• _DOCUMENT EXTRACT_:
White text on a black background reads OPEN EARS. The text is placed in rectangular white boxes which are placed on top of each other. The boxes are offset, forming corners in the upper right and lower left of the image from which waves reminiscent of a wifi symbol radiate outwards.

Open Ears
June 1–4, 2023
Various venues
Kitchener, ON
Various prices, FREE / $25 per event
$150 for Festival Pass

Open Ears is celebrating its 25th year (and 23rd festival presentation) with a characteristically interesting bill of experimental art and music. Featuring film, dance, installation art, a 25th-anniversary celebration, workshops, lectures, and (of course) music, Open Ears 23 has something for all fans of the avant-garde.

There’s a lot happening in these four short days: Melody McKiver will perform a solo viola set, Yvonne Ng will lead a dance workshop, University of Guelph IMPR student Joe Sorbara will perform with the Counterstasis Trio and special guest Kathryn Ladano. . . this is really just the tip of the iceberg, so take a look at the program. Quite a few events are free, including (impressively) the workshops. So, if you’ve wanted to soak up some free instruction/collaboration in improv dance or music making, Open Ears has you covered.

The events which aren’t free cost $25 (except an installation in a museum, which is included in the museum’s general admission price). I’d say Open Ears has pretty decent pricing, with plenty of free event leeway for those with limited disposable income! If you anticipate attending all or most of the paid events, you can get festival passes here for $150.

Fuchsia letters on a black background read SUONI PER IL POPOLO 2023. The image's rectangular border is made up of various overlapping black and white tarot cards.

Suoni Per il Popolo
June 1–25, 2023
Casa del Popolo / La Sala Rossa / La Sotterenea / Some Additional Venues
Montreal, QC
Various prices, FREE–$45 CAD

I reckon June is the biggest month for experimental music festivals in Canada. I’m not 100% sure of that, so you can’t get mad at me if I’m wrong, but it definitely feels like they always show up thick and fast in June—you’re going to have so many options, and they’re all quite solid.

Suoni Per il Popolo has been at it for a good long while now, and they aren’t running out of steam. You’ll be able to catch some past IN artists of the month here, like Maria Chavez and Matana Roberts. A few artists will be doing multi-day residencies within the festival (i.e., Gambletron and Johnny Forever, which I can strongly recommend). You’ll have a bunch of big names coming through, like Sun Ra Arkestra, White People Killed Them (featuring Pulitzer Prize-winner Raven Chacon alongside John Dieterich and Marshal Trammel), and tons more. It’s a really big lineup, so to get the full sense of what you can expect to see, it’s best to head over to the excellent Suoni 2023 website.

• _YOUR TASKS_:
A - Do the following statements agree with the festival listing? (i) Open Ears 2023 is the festival's 25th presentation. (ii) The Open Ears workshops are free. (iii) Suoni Per il Popolo runs from June 1 to June 25, 2023. Answer yes or no for each, and quote the words from the listing that decide it.
B - Revise the part of the festival listing that opens with the words "Open Ears is" and closes with "of the avant-garde.", replacing "bill" with "lineup".
The items after this point are separate material, apart from the festival listing.

• _DATA_:
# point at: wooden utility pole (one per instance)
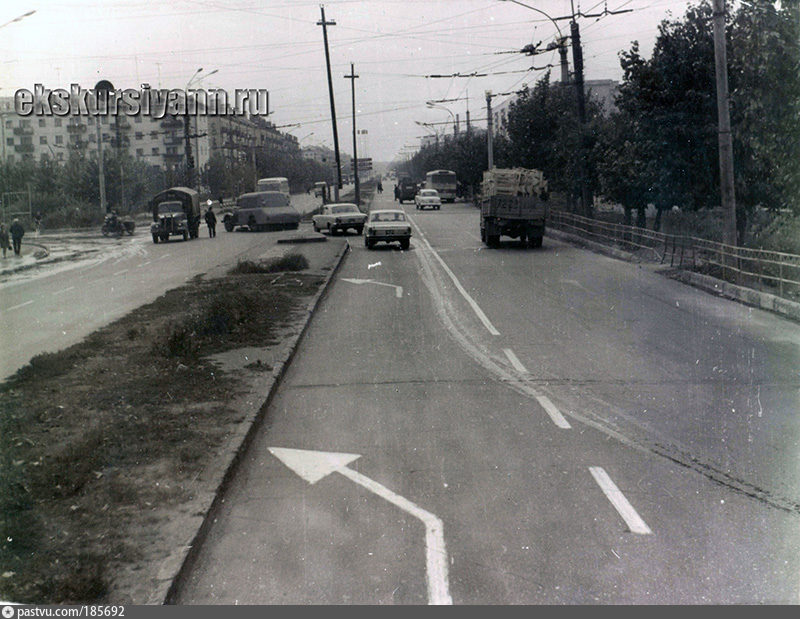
(325, 25)
(352, 77)
(727, 191)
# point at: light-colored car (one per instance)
(339, 216)
(427, 198)
(387, 226)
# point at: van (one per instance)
(275, 183)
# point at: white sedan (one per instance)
(427, 198)
(339, 216)
(387, 226)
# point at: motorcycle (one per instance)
(114, 226)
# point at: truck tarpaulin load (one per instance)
(176, 212)
(514, 204)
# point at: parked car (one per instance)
(427, 198)
(339, 217)
(262, 210)
(387, 226)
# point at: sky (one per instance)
(277, 45)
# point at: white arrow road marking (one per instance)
(314, 465)
(398, 289)
(475, 307)
(618, 500)
(18, 306)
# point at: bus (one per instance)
(275, 183)
(443, 181)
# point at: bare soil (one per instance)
(103, 445)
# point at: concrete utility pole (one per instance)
(106, 87)
(352, 77)
(727, 191)
(325, 25)
(489, 128)
(577, 61)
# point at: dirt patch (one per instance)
(102, 444)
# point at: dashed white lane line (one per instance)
(618, 500)
(475, 307)
(554, 413)
(18, 306)
(515, 361)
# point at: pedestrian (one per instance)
(4, 238)
(211, 222)
(17, 232)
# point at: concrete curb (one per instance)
(747, 296)
(181, 565)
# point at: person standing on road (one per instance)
(17, 232)
(211, 222)
(4, 238)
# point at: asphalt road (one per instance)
(50, 308)
(523, 426)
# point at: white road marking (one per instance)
(18, 306)
(618, 500)
(475, 307)
(554, 413)
(314, 465)
(398, 289)
(515, 361)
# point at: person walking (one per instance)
(4, 238)
(211, 222)
(17, 232)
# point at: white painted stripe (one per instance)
(435, 551)
(514, 361)
(20, 305)
(475, 307)
(554, 413)
(618, 500)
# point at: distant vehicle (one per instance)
(176, 212)
(513, 203)
(339, 217)
(407, 189)
(443, 181)
(428, 198)
(274, 183)
(387, 226)
(321, 190)
(262, 210)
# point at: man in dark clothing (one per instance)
(17, 232)
(211, 222)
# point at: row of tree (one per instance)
(659, 146)
(68, 194)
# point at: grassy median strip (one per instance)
(102, 442)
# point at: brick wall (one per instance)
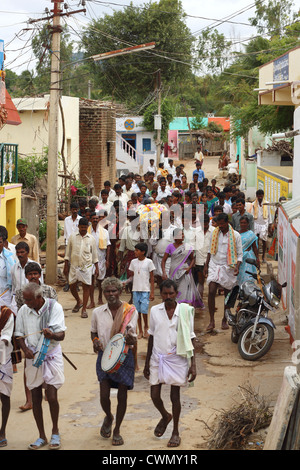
(97, 137)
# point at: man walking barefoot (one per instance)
(170, 357)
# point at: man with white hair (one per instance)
(40, 327)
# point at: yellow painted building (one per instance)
(10, 207)
(276, 181)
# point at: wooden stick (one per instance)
(70, 362)
(35, 333)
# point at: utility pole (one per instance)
(55, 91)
(158, 139)
(52, 210)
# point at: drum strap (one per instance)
(5, 314)
(47, 315)
(127, 318)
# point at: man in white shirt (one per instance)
(128, 189)
(71, 226)
(262, 219)
(107, 321)
(198, 156)
(105, 204)
(18, 276)
(111, 192)
(102, 240)
(171, 168)
(203, 237)
(120, 196)
(71, 222)
(81, 255)
(6, 368)
(220, 273)
(7, 261)
(152, 166)
(37, 319)
(163, 191)
(166, 362)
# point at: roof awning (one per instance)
(13, 117)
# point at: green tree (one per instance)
(41, 46)
(271, 17)
(167, 113)
(131, 78)
(212, 49)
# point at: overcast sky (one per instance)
(14, 15)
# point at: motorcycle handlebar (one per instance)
(252, 274)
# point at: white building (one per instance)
(135, 145)
(32, 135)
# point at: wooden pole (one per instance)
(52, 209)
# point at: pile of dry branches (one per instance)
(3, 116)
(281, 146)
(232, 428)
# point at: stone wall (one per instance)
(97, 141)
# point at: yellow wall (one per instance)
(275, 184)
(10, 207)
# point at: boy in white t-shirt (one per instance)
(141, 269)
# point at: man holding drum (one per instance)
(107, 321)
(170, 356)
(42, 319)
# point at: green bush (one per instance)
(43, 233)
(31, 169)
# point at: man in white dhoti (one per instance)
(170, 356)
(80, 259)
(222, 264)
(6, 368)
(7, 261)
(262, 219)
(42, 319)
(102, 240)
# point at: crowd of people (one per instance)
(157, 228)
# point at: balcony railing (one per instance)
(9, 163)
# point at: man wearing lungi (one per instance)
(6, 367)
(170, 356)
(262, 219)
(102, 240)
(111, 318)
(222, 264)
(42, 317)
(80, 259)
(7, 261)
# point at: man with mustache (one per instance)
(107, 320)
(170, 356)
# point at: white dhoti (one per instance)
(6, 299)
(261, 231)
(169, 369)
(84, 275)
(101, 265)
(6, 378)
(222, 275)
(50, 372)
(157, 259)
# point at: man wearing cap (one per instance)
(28, 238)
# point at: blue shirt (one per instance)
(200, 174)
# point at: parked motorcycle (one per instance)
(252, 330)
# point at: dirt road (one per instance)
(220, 372)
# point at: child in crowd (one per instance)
(141, 269)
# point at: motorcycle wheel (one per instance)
(234, 335)
(253, 349)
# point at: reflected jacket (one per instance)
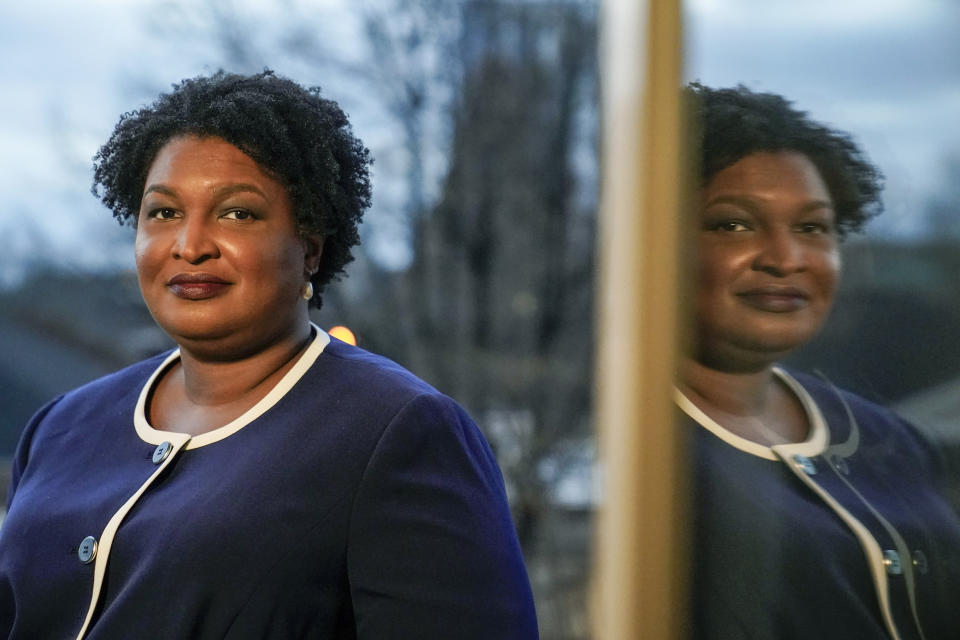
(353, 501)
(846, 535)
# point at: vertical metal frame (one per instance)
(639, 588)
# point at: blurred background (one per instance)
(477, 264)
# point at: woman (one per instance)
(262, 480)
(817, 513)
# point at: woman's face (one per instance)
(768, 260)
(219, 256)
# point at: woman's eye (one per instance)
(729, 225)
(814, 227)
(163, 214)
(238, 214)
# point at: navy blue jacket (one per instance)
(354, 501)
(843, 536)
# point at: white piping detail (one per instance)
(178, 440)
(154, 436)
(817, 440)
(902, 547)
(867, 542)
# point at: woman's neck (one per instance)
(213, 381)
(755, 405)
(200, 394)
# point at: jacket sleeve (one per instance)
(22, 454)
(432, 551)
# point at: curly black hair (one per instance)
(735, 122)
(303, 140)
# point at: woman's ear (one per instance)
(312, 250)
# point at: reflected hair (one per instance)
(733, 123)
(296, 136)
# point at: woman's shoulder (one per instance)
(371, 373)
(129, 379)
(841, 407)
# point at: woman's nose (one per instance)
(195, 241)
(780, 253)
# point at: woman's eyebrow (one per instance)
(752, 201)
(240, 187)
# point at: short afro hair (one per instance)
(301, 139)
(736, 122)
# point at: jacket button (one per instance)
(840, 464)
(805, 464)
(891, 560)
(161, 452)
(920, 561)
(88, 550)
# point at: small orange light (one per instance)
(342, 333)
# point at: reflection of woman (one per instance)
(263, 480)
(817, 514)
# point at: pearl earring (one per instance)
(306, 291)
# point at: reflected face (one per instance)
(218, 252)
(768, 260)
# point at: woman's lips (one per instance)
(196, 286)
(775, 299)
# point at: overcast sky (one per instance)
(888, 71)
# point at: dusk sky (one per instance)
(888, 71)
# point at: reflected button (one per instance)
(891, 560)
(161, 452)
(805, 464)
(87, 550)
(920, 561)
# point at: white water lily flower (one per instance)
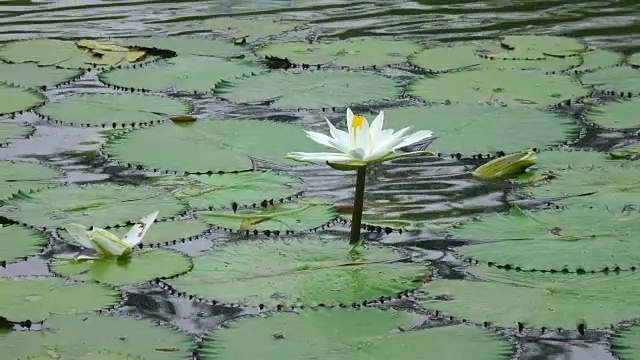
(107, 244)
(362, 144)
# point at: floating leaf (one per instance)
(108, 109)
(31, 75)
(309, 90)
(188, 74)
(308, 271)
(25, 176)
(222, 190)
(91, 205)
(78, 336)
(14, 98)
(369, 334)
(524, 88)
(227, 145)
(471, 129)
(140, 267)
(35, 298)
(577, 238)
(351, 53)
(535, 299)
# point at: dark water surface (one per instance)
(434, 192)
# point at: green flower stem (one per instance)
(358, 204)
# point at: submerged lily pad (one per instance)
(35, 298)
(140, 267)
(471, 129)
(283, 219)
(535, 299)
(351, 53)
(309, 90)
(369, 334)
(91, 205)
(227, 145)
(80, 336)
(15, 98)
(310, 271)
(18, 242)
(576, 238)
(188, 74)
(25, 176)
(108, 109)
(222, 190)
(528, 88)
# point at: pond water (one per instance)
(437, 192)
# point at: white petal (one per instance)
(134, 236)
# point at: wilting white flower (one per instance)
(362, 144)
(107, 244)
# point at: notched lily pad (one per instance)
(309, 271)
(35, 298)
(364, 334)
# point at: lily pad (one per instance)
(552, 300)
(17, 242)
(222, 190)
(25, 177)
(521, 88)
(187, 74)
(575, 238)
(616, 114)
(108, 109)
(102, 205)
(142, 266)
(350, 334)
(81, 337)
(283, 219)
(350, 53)
(619, 78)
(310, 271)
(15, 98)
(12, 131)
(229, 145)
(35, 298)
(471, 129)
(309, 90)
(32, 75)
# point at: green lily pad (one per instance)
(309, 90)
(14, 98)
(616, 114)
(108, 109)
(283, 218)
(470, 129)
(619, 78)
(350, 53)
(210, 191)
(522, 88)
(101, 205)
(552, 300)
(186, 45)
(83, 337)
(310, 271)
(12, 131)
(188, 74)
(35, 298)
(25, 176)
(32, 75)
(229, 145)
(142, 266)
(625, 343)
(575, 238)
(17, 242)
(369, 334)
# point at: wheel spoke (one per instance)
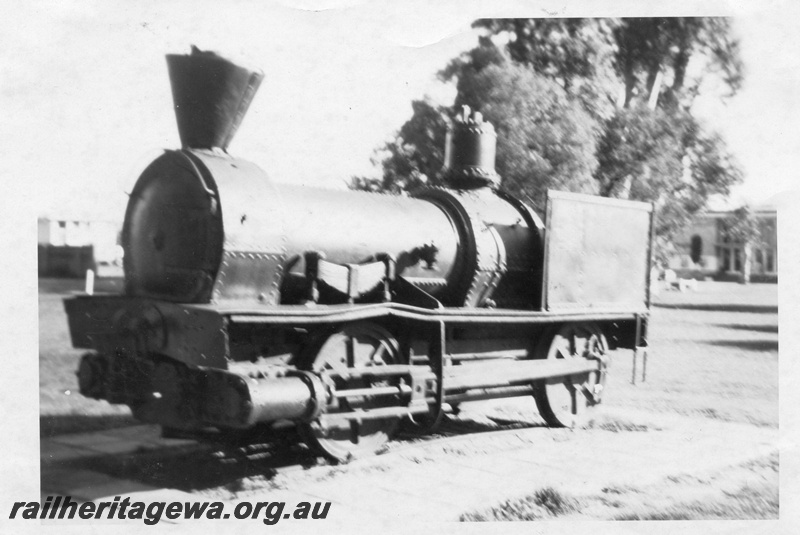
(354, 347)
(562, 401)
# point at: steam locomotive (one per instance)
(251, 303)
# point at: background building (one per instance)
(68, 247)
(705, 249)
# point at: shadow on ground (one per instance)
(722, 307)
(754, 328)
(53, 425)
(748, 345)
(215, 460)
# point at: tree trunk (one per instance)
(748, 255)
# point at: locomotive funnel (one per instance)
(211, 96)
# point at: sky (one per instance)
(87, 89)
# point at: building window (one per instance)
(696, 249)
(758, 261)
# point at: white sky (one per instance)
(87, 84)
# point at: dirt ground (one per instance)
(672, 447)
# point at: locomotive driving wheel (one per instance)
(355, 347)
(563, 401)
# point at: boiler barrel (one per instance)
(202, 226)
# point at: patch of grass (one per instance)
(542, 504)
(747, 503)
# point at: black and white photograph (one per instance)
(334, 265)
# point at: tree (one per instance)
(553, 90)
(578, 54)
(649, 46)
(652, 155)
(544, 139)
(416, 155)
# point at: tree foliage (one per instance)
(415, 156)
(569, 100)
(647, 46)
(544, 139)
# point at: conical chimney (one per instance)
(211, 96)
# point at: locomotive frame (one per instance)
(346, 349)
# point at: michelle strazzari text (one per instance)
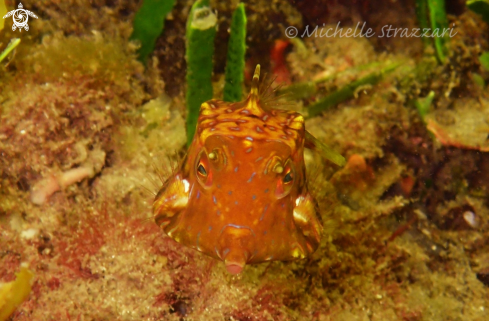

• _SOLUTIONS FOR EACH TASK_:
A -
(i) No: "Open Ears is celebrating its 25th year (and 23rd festival presentation)"
(ii) Yes: "Quite a few events are free, including (impressively) the workshops."
(iii) Yes: "June 1–25, 2023"

B -
Open Ears is celebrating its 25th year (and 23rd festival presentation) with a characteristically interesting lineup of experimental art and music. Featuring film, dance, installation art, a 25th-anniversary celebration, workshops, lectures, and (of course) music, Open Ears 23 has something for all fans of the avant-garde.